[GIVEN REQUEST]: In the passage on continuity equations and pressure, what is the quantity ρv interpreted as?

[SELECTED EXTRACT]:
****************
My answer would be an extension of DanielSank comment. When there is the conservation of a continuous quantity, the usual way to treat it is through an continuity equation:

$\frac{\partial A}{\partial t}+\nabla \cdot \vec J_A = S_A$

Where one would read that the quantity '$A$' is conserved if the source '$S_A$' is equal to zero. $\vec J_A$ is called 'current' associated with the quantity $A$. Also if $\int |A| dV < \infty$, the value $Q =\int A\ dV$ is constant in time.

Now, to discuss pressure, one would try to write this kind of continuity equation for a fluid. In this setting, the usual approach for normal fluids is to fix $A=\rho \vec v$, which is interpreted as the momentum density of the fluid. One would get:

$\partial_t (\rho \vec v) + \nabla \cdot \sigma = \vec f$

$\vec f$ is the 'volumar force', i.e., the force for unit of volume throughout the fluid. One good example is the newtonian gravity force, which would result in $\vec f = \rho \vec g = - \rho g \hat z$. The definition of pressure comes when decomposing $\sigma$.
****************
[DATA RECORDS]:
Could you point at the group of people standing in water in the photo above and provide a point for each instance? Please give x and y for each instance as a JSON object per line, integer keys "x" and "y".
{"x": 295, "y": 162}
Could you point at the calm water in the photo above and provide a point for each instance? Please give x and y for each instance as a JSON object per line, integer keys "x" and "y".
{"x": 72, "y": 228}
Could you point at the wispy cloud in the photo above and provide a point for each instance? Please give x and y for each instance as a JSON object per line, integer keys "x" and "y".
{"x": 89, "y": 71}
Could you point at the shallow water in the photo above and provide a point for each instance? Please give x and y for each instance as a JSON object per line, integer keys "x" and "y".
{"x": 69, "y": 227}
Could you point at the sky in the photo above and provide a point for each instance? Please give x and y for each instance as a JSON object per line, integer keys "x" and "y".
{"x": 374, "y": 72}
****************
[WRITTEN SOLUTION]: The momentum density of the fluid.